• **WHAT THE TASK REQUIRES**
Copy the passage from "Against all expectations" to "down the road." word for word from the commentary on Nigeria's fuel subsidy below.

=== EXTRACT PROVIDED ===

By Joni Akpederi
This year, the last in President Muhammadu Buhari’s controversial and turbulent two-term stewardship of Nigeria’s economy, the government has bungled the best opportunity any government has had to rest the lingering problem of a corruption-riddled fuel subsidy regime that has all but ruined Africa’s largest economy.
Against all expectations and politico-economic logic, the government chickened out of a long thought-out exit from a subsidy policy the whole world knows has had the most deleterious effect on economy and source of the worst corruption the Buhari Administration purports to be fighting and hinges its integrity on.The government glibly told a bewildered nation and the international community that it has decided to continue the subsidy fiesta for another 18 months, well beyond its own life span! For all it cares, the government of Buhari has now dropped the hot subsidy issue and kicked the odious can down the road.
On assumption of office seven years ago, President Buhari had openly and vehemently denounced the fuel subsidy regime he met as a fraud and glibly pledged to do away with it the moment he had the slightest opportunity to do so.
Virtually all the ‘powerful’ ministers in the Administration are falling all over themselves to explain away the embarrassing policy flip-flop that has made nonsense of the most strategic Petroleum Industry Act (PIA); a piece of legislation that took the country over two decades to achieve. All the Minister of Finance, Budget and National Planning, Zainab Ahmed could mumble was that the Administration had only just realized, after seven long years in power that the removal of the economy-ravaging fuel subsidy would worsen Nigeria’s now galloping inflation on the run due to a disastrous forex management regime! Minister of State for Petroleum, Chief Temipre Sylva who actually does the speaking for de facto Petroleum Minister, President Buhari, has attempted to explain that all was well, as the subsidy removal was only just postponed and not abandoned, in a futile bid to get foreign investors in the critical oil sector to reason like the Administration and swallow the outrage of the PIA’s utter uselessness.

=== SUPPLIED INFORMATION ===

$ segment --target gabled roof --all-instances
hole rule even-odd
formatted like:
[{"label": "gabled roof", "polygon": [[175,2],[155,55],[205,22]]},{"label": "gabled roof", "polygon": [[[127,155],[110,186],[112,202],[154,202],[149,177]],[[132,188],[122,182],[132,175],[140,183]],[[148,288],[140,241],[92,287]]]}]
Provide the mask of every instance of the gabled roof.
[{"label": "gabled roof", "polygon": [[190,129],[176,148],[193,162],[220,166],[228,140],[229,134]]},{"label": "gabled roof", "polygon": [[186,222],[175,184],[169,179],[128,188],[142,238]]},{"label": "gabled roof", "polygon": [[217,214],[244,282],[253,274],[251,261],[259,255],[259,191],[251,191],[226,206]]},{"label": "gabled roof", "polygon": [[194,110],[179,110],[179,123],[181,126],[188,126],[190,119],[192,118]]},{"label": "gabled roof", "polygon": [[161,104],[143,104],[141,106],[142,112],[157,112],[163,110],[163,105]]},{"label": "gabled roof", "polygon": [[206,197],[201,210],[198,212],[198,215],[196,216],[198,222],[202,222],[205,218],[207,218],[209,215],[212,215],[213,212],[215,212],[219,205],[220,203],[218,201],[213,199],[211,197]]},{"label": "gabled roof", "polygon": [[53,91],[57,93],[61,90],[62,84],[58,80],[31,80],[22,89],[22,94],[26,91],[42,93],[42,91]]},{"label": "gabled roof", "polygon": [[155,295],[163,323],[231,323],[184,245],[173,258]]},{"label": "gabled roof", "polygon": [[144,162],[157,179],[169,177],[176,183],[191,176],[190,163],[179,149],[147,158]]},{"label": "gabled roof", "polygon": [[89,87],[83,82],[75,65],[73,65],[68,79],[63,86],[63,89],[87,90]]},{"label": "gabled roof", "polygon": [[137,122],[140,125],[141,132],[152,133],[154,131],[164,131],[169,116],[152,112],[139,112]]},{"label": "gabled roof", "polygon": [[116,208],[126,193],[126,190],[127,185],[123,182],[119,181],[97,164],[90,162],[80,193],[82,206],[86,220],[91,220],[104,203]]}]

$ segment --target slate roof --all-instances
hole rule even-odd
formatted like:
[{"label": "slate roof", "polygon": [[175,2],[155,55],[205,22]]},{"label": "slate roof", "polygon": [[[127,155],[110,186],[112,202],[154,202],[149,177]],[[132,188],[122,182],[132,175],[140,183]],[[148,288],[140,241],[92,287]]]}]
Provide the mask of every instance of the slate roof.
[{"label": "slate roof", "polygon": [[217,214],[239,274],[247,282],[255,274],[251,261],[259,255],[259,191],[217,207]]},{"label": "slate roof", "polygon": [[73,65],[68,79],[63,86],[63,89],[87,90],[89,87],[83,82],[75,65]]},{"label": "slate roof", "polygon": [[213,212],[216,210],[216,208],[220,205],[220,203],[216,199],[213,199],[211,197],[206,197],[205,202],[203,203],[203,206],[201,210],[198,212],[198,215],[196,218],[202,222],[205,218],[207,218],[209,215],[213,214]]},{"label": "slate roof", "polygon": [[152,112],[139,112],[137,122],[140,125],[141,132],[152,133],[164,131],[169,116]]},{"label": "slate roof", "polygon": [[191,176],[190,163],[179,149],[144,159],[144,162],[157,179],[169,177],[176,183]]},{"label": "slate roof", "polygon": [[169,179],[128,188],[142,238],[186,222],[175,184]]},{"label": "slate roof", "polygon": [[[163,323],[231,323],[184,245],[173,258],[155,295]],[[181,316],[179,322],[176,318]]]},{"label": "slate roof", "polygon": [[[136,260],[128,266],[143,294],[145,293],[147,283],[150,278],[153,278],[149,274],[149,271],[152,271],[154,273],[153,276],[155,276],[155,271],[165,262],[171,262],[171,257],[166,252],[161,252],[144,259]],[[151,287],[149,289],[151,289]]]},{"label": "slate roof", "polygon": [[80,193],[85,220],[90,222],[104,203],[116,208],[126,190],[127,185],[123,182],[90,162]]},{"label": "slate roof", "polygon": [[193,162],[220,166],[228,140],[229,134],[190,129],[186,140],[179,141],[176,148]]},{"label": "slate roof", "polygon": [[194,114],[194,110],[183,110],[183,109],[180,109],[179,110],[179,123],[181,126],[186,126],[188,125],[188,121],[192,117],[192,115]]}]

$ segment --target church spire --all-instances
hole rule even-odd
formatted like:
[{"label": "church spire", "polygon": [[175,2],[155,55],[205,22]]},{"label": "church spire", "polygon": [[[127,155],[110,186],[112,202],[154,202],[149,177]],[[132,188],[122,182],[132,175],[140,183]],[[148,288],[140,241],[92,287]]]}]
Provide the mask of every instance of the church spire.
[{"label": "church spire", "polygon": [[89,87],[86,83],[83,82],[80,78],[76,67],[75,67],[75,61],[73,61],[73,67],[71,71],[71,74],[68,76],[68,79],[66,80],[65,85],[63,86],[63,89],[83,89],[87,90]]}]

===

• **WRITTEN RESPONSE**
Against all expectations and politico-economic logic, the government chickened out of a long thought-out exit from a subsidy policy the whole world knows has had the most deleterious effect on economy and source of the worst corruption the Buhari Administration purports to be fighting and hinges its integrity on.The government glibly told a bewildered nation and the international community that it has decided to continue the subsidy fiesta for another 18 months, well beyond its own life span! For all it cares, the government of Buhari has now dropped the hot subsidy issue and kicked the odious can down the road.